Exactly as written, transcribe the data from its opening line through the line containing "Tag any visible motorcycle rear". Leave every picture out.
━━ DATA PROVIDED
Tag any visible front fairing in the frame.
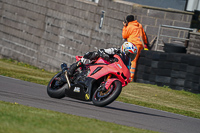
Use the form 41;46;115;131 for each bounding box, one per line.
87;55;130;86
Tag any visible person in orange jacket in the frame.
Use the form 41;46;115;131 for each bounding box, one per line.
122;15;148;81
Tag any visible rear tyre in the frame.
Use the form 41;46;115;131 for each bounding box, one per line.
47;72;67;99
92;80;122;107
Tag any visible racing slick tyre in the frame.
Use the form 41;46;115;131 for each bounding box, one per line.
92;80;122;107
47;72;67;99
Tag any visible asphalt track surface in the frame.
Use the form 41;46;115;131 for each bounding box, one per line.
0;76;200;133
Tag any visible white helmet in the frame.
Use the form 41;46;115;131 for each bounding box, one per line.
121;42;137;60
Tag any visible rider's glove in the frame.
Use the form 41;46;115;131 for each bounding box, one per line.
114;48;121;54
83;51;99;60
98;49;110;61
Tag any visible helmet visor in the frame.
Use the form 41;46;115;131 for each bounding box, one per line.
126;52;136;61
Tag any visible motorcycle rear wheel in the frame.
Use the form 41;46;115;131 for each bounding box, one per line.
92;80;122;107
47;72;67;99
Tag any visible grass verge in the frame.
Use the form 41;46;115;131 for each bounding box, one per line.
0;101;156;133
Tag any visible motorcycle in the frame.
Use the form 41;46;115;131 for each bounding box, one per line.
47;54;131;107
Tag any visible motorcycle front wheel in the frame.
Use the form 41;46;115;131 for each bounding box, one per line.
92;80;122;107
47;72;68;99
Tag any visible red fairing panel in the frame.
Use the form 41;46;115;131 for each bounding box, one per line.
88;55;130;87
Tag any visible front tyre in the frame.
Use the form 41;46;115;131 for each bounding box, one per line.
47;72;67;99
92;80;122;107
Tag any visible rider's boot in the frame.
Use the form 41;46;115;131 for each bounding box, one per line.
68;61;83;77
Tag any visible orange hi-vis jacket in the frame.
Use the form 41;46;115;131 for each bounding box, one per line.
122;20;147;46
122;20;147;81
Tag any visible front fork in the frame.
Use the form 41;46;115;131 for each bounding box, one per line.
64;71;71;89
61;63;71;89
100;74;112;91
106;74;112;81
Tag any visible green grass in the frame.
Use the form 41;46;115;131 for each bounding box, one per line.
0;101;156;133
0;58;200;132
0;58;55;85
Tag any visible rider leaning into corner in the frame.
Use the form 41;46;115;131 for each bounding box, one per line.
67;41;138;79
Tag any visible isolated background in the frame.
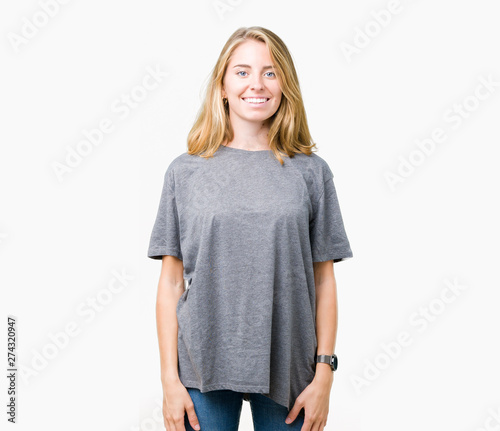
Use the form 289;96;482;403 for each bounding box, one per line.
1;1;499;430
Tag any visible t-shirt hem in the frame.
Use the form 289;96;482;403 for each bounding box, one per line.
180;380;270;394
312;251;353;263
147;246;182;260
180;379;296;412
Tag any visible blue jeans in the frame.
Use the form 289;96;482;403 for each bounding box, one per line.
184;388;305;431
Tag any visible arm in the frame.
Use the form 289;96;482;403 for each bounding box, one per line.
285;260;337;425
313;260;337;385
156;256;202;430
156;255;185;385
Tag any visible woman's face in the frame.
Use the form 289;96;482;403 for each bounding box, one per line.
222;39;282;126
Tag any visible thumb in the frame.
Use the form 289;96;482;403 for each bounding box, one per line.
185;402;201;430
285;399;303;424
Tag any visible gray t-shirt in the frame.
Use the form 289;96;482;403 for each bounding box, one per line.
147;145;353;416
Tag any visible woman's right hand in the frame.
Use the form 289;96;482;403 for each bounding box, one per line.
162;378;200;431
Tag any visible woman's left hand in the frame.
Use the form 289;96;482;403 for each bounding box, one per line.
285;371;334;431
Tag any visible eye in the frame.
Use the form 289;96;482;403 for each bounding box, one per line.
236;70;248;77
265;71;276;78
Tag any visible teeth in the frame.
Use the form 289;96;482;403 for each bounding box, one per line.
243;98;268;103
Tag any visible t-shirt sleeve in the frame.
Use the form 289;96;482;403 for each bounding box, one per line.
310;174;353;263
147;166;183;261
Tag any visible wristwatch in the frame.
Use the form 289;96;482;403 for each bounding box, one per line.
315;353;338;372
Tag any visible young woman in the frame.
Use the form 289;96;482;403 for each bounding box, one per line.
148;26;353;431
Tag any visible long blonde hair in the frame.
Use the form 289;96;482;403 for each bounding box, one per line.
187;26;318;165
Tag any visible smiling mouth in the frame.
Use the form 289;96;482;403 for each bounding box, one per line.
242;97;270;104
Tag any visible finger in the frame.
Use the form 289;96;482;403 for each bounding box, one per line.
185;402;201;430
163;400;171;431
310;419;321;431
166;408;185;431
301;416;313;431
285;403;301;424
172;413;186;431
167;414;178;431
163;408;171;431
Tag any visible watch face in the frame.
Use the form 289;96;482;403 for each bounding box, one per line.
332;354;338;371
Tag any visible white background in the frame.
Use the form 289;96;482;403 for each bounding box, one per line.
1;1;499;430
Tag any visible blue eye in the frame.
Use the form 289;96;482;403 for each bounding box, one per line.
236;70;275;78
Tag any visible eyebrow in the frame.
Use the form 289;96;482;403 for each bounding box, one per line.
232;64;275;70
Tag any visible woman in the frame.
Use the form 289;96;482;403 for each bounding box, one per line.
148;26;353;431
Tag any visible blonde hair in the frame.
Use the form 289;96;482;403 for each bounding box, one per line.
186;26;318;165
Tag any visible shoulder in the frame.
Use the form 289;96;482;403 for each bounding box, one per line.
287;150;334;185
162;152;197;184
286;150;335;206
165;152;191;172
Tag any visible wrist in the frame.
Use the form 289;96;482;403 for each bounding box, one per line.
161;373;181;386
315;361;334;374
314;364;334;384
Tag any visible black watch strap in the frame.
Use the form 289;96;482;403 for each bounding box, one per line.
315;353;338;371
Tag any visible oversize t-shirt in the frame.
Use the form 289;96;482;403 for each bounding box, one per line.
147;145;353;415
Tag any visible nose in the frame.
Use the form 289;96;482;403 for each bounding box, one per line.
250;74;265;90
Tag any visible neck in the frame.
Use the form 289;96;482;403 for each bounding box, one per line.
227;115;271;150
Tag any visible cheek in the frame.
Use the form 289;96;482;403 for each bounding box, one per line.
226;80;246;97
271;85;282;100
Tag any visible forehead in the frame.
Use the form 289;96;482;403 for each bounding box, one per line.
228;39;272;65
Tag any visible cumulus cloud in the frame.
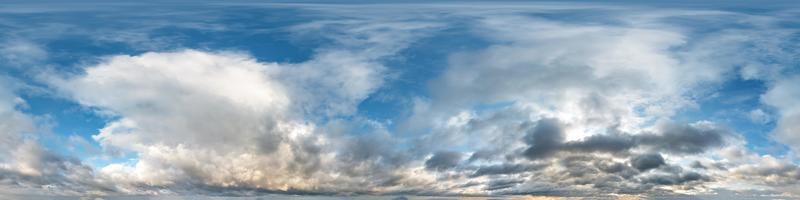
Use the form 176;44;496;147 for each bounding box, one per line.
41;14;442;195
48;49;369;194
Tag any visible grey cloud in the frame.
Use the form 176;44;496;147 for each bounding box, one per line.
630;154;665;171
640;171;709;186
521;119;731;161
562;132;635;153
559;156;603;178
470;163;543;177
425;151;463;171
340;134;396;163
638;123;727;154
733;160;800;186
522;118;564;160
0;81;113;196
466;150;495;162
337;131;411;176
691;161;707;169
484;179;524;191
0;142;114;196
594;160;637;178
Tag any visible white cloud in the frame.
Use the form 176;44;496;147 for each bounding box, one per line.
53;50;291;152
418;14;730;144
763;76;800;153
0;79;36;161
45;15;442;194
49;49;331;192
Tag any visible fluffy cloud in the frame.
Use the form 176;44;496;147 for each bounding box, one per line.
49;49;370;193
422;14;736;137
44;15;442;195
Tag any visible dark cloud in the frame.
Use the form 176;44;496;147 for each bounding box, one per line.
691;161;707;169
521;119;730;161
631;154;665;171
425;151;463;171
638;123;727;154
522;118;565;159
563;133;636;153
485;179;524;191
470;163;542;177
391;196;409;200
593;159;639;180
467;150;496;162
641;171;709;185
482;117;737;195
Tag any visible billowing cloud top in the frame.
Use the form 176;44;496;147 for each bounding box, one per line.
1;1;800;199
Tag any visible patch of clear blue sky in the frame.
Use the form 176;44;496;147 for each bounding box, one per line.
675;78;788;156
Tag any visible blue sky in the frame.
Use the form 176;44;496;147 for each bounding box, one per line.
1;1;800;199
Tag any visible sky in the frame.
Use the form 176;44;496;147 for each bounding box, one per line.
1;1;800;199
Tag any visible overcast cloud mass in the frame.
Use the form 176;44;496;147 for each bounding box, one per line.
1;1;800;199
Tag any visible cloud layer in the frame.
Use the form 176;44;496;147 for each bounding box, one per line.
1;2;800;199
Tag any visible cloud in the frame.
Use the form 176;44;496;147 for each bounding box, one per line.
522;118;565;160
42;13;442;195
520;119;731;160
640;171;709;186
630;154;665;171
0;79;35;155
748;109;771;124
470;163;542;178
0;78;109;196
47;49;342;193
0;40;47;68
637;122;728;154
2;2;800;198
762;75;800;153
425;151;463;171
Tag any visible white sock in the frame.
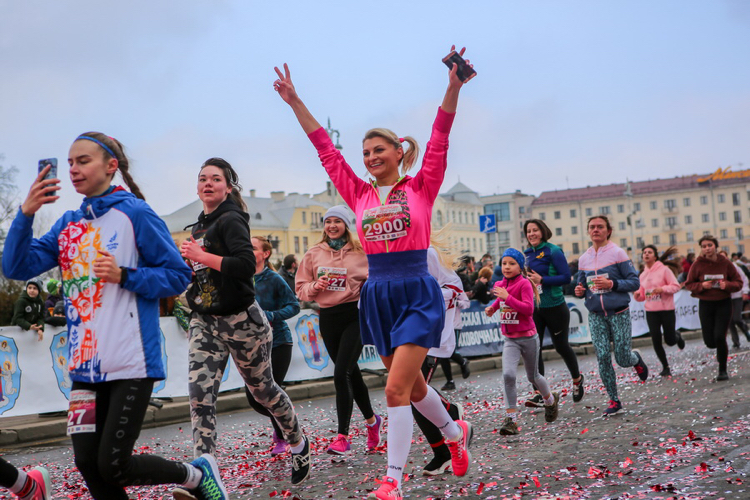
━━━━
RESPONSE TO THE TASK
Tag any visible front fairing in the frame.
Use the form 41;46;115;131 for each bounding box, one per line.
87;55;130;86
Tag any visible person in orange jacket in the frame.
Use the form 41;46;115;131 for each bounding box, one per line.
122;15;148;81
Tag any visible rear tyre in the frame.
Use the form 41;46;115;131 for each bounding box, one per line.
47;72;67;99
92;80;122;107
Tag any visible racing slick tyre in the frame.
Use the form 41;46;115;131 for each bounding box, one per line.
92;80;122;107
47;72;67;99
Tag any visible asphalt track surface in the frame.
Use the form 41;46;115;131 for each bounding box, one per line.
0;76;200;133
Tag any visible white helmet in the frame.
Use the form 41;46;115;131 for each bounding box, one per line.
121;42;137;60
Tag any visible rider's glove in the frame.
Use the form 41;46;115;131 for each bounding box, one per line.
114;48;121;54
83;51;99;60
98;49;110;61
Tag any visible helmet visor in the frame.
Use the form 41;46;115;131 for each bounding box, one per line.
126;52;136;61
Tag any visible motorcycle rear wheel in the frame.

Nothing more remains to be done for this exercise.